There must’ve been something to their material which gave them a wide appeal. I remember how puzzled my brother and I were when Mom bought the live EP. Brian eventually confiscated this; too many reasons why when you’re an embarrassed teenager. Recently Rhino repackaged the entire show that the EP was derived from. It was originally distributed to radio stations to play on King Biscuit Flower Hour and the vinyl had Bugs Bunny on the label. I scored a copy since only 5000 were pressed.
Anyway, Devo must’ve sensed my grumblings last year and returned to Austin to grace us with their talents again: SXSW, ACL Fest and Fun Fun Fest don’t count as legitimate stops in my opinion. I remember how stoked I was to score the tickets online. It helped me overcome the horrendous weather Central Texas was experiencing in early February.
This show was also our first at the new Moody Theater. It serves as a downtown venue for concerts people pay to attend and it’s now the current home to tape new episodes of Austin City Limits. Since we only got to see one taping, I can’t say if it’s better or worse than the old UT Communications building. As for competing locations: Stubb’s, Austin Music Hall, Antone’s and Mohawk; it’s alright yet they have the pricing backwards.
Opening the show was Austin’s very own The Octopus Project. I have their current album, it’s great so I was looking forward to seeing them. While watching them I kept thinking of Combustible Edison despite their music not being as loud.
Before Devo took the stage, their giant LED display showed snippets from their vast catalog of videos. Such great memories. In many ways, these guys were trailblazers since this has become rather standard fare.
The set began with a track off the current album, which I think is great. Some diehards have been critical. Then again, I enjoyed their brief stint on Enigma Records. Someone posted the entire evening here, thank you again setlist.fm. They sprinkled in the older stuff in between new songs before they just stuck with the hits.
Devo didn’t disappoint, especially when they did their infamous synchronized jumping around to “Uncontrollable Urge” which I think many people know from their appearance in Urgh!!! A Music War. There were at least four costume changes: the new jumpsuits, the trademark helmets (now blue), the yellow jumpsuits from the Seventies (I didn’t know these were made of paper) and these hot dog shirts which could be mistaken for Hawaiian prints if you don’t look carefully.
************
● **Exercise task 1**
From the Devo concert post, list every costume the band wore during its costume changes.
● **Exercise task 2**
According to the Devo concert post, how many copies of the repackaged vinyl were pressed?
● **Exercise task 3**
Repeat the Devo concert post word for word between "This show was" and "rather standard fare.", inclusive.
The items that follow have no connection to the Devo concert post.
************
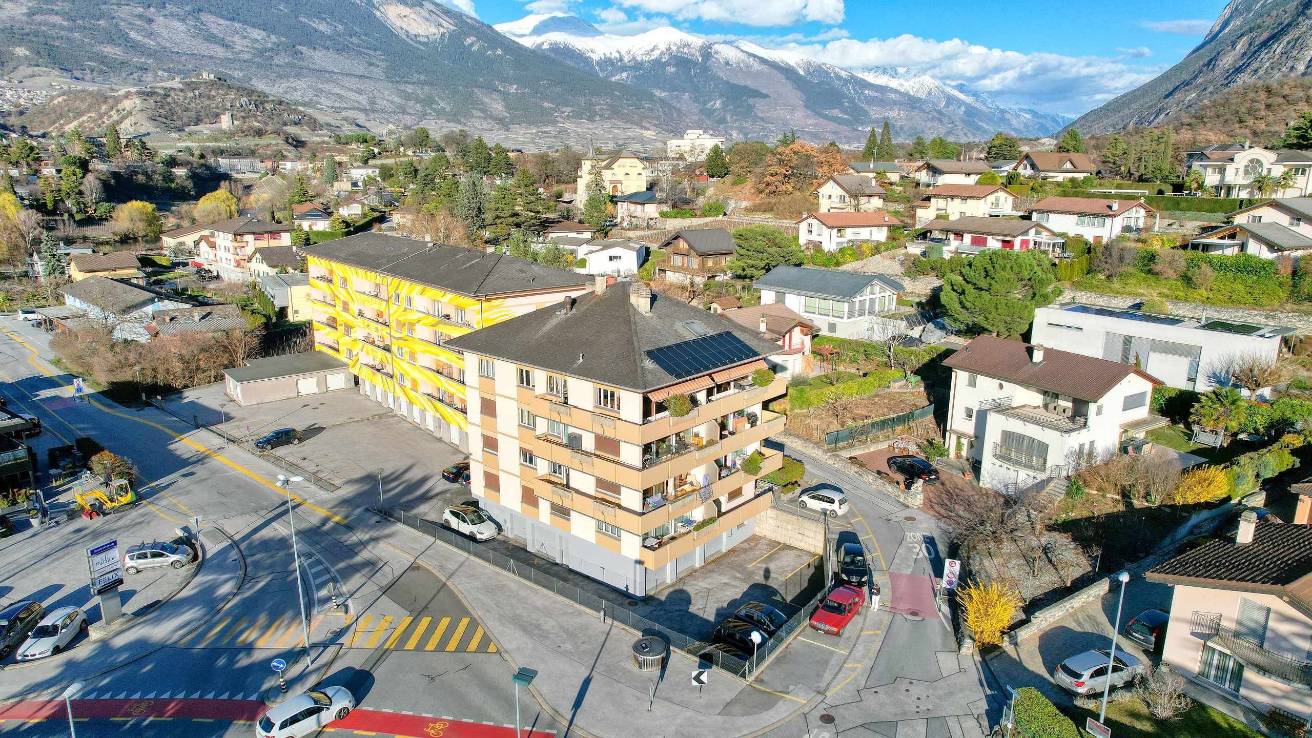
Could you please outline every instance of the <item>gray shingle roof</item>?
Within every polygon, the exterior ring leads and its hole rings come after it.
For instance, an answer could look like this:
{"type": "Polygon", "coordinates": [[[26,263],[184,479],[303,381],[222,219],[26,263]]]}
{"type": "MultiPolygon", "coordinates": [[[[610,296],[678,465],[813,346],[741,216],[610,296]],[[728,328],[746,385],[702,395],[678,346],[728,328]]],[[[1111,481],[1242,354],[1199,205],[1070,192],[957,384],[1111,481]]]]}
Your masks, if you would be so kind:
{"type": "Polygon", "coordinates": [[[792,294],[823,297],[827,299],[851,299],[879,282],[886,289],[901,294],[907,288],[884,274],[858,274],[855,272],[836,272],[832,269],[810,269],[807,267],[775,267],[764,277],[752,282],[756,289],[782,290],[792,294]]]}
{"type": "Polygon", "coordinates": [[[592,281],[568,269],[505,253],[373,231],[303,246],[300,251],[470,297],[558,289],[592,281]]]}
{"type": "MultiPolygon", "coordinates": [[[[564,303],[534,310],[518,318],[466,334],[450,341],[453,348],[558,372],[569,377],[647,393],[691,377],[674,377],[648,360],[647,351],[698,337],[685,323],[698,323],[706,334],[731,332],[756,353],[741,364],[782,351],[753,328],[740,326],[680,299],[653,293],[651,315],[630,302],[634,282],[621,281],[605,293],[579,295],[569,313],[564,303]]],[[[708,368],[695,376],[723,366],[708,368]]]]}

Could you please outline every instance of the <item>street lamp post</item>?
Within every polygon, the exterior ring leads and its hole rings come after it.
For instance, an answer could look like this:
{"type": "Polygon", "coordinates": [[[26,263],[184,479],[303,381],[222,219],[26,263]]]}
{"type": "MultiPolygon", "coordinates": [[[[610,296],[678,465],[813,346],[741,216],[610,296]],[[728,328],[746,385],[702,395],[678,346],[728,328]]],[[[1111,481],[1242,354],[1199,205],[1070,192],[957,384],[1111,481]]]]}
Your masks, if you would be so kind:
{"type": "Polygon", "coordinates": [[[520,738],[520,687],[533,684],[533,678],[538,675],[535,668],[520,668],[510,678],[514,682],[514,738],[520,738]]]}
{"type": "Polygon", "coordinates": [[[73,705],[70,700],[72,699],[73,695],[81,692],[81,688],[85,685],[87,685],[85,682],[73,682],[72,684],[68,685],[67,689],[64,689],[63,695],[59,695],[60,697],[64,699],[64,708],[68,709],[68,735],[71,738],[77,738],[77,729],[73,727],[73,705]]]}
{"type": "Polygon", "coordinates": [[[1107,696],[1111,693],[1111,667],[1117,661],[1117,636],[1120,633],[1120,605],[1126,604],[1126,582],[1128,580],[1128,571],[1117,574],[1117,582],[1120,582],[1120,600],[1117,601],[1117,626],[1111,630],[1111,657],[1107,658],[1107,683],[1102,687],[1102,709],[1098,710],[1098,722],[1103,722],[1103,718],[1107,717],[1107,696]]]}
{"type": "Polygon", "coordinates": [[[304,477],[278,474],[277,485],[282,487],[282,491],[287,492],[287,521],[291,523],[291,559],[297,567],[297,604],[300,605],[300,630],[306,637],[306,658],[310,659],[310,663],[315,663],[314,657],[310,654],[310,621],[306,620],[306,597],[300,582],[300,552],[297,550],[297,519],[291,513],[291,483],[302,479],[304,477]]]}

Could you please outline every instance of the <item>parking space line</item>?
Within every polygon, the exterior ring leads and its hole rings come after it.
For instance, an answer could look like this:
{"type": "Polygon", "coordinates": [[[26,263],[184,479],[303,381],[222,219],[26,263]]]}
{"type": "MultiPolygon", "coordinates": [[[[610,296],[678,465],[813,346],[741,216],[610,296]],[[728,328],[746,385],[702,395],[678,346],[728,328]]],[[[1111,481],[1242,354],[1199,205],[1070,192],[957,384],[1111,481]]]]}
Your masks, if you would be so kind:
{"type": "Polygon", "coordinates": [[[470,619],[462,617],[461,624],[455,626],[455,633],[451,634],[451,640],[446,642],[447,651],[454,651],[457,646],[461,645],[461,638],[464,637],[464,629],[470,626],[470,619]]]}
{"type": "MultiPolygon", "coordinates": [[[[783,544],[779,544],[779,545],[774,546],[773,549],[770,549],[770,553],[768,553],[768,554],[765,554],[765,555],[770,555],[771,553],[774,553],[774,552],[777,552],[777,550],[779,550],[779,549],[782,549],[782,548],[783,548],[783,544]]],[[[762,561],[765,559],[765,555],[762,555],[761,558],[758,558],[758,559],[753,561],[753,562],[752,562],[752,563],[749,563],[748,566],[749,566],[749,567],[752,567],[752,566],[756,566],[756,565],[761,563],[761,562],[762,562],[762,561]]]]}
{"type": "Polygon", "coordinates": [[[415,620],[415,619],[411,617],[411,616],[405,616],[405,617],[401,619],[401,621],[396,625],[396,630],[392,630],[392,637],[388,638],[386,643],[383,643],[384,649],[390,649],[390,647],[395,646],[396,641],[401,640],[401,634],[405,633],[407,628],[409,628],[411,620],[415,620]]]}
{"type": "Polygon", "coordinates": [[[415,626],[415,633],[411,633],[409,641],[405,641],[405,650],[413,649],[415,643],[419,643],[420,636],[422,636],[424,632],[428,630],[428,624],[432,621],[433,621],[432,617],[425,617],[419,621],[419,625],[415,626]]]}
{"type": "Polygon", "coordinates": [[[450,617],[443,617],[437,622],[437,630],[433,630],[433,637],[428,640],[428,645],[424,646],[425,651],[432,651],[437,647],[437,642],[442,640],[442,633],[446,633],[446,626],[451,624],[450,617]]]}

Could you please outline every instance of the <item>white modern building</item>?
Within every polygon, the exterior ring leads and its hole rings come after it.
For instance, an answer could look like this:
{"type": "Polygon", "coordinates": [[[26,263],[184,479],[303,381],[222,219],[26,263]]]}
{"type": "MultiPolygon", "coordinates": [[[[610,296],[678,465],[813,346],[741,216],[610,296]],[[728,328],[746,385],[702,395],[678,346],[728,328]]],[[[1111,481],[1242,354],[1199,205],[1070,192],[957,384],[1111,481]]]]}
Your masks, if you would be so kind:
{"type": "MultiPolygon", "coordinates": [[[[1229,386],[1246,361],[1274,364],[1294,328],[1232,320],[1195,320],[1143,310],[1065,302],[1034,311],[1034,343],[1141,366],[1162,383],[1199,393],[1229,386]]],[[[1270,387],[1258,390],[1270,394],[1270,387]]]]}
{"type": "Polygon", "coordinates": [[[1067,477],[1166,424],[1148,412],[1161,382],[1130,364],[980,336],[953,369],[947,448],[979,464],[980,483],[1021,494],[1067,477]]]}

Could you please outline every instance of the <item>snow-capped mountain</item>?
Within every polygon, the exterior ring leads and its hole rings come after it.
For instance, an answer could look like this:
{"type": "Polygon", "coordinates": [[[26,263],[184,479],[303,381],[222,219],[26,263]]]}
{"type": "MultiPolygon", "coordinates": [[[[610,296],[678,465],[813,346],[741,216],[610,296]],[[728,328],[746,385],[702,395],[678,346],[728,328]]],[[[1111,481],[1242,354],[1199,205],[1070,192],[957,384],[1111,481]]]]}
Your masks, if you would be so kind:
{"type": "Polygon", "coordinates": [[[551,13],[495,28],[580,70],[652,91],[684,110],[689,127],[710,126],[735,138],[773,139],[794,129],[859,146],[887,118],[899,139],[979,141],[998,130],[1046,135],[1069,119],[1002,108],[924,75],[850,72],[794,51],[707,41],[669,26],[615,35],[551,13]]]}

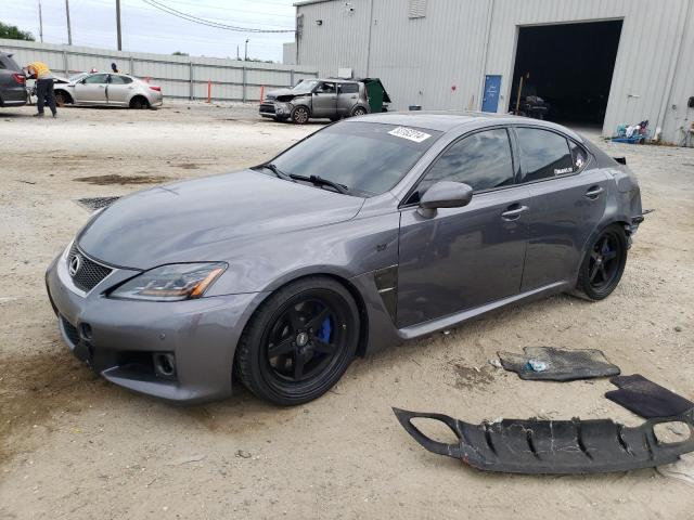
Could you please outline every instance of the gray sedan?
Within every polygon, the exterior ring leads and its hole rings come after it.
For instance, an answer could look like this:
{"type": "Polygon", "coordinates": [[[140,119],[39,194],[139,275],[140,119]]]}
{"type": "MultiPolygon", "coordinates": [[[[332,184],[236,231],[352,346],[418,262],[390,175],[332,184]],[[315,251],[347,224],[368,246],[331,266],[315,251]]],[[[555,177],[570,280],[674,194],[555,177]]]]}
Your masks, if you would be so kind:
************
● **Solution 1**
- The new jumpsuits
- The trademark helmets (now blue)
- The yellow jumpsuits from the Seventies
- The hot dog shirts

● **Solution 2**
5000 copies were pressed.

● **Solution 3**
This show was also our first at the new Moody Theater. It serves as a downtown venue for concerts people pay to attend and it’s now the current home to tape new episodes of Austin City Limits. Since we only got to see one taping, I can’t say if it’s better or worse than the old UT Communications building. As for competing locations: Stubb’s, Austin Music Hall, Antone’s and Mohawk; it’s alright yet they have the pricing backwards.
Opening the show was Austin’s very own The Octopus Project. I have their current album, it’s great so I was looking forward to seeing them. While watching them I kept thinking of Combustible Edison despite their music not being as loud.
Before Devo took the stage, their giant LED display showed snippets from their vast catalog of videos. Such great memories. In many ways, these guys were trailblazers since this has become rather standard fare.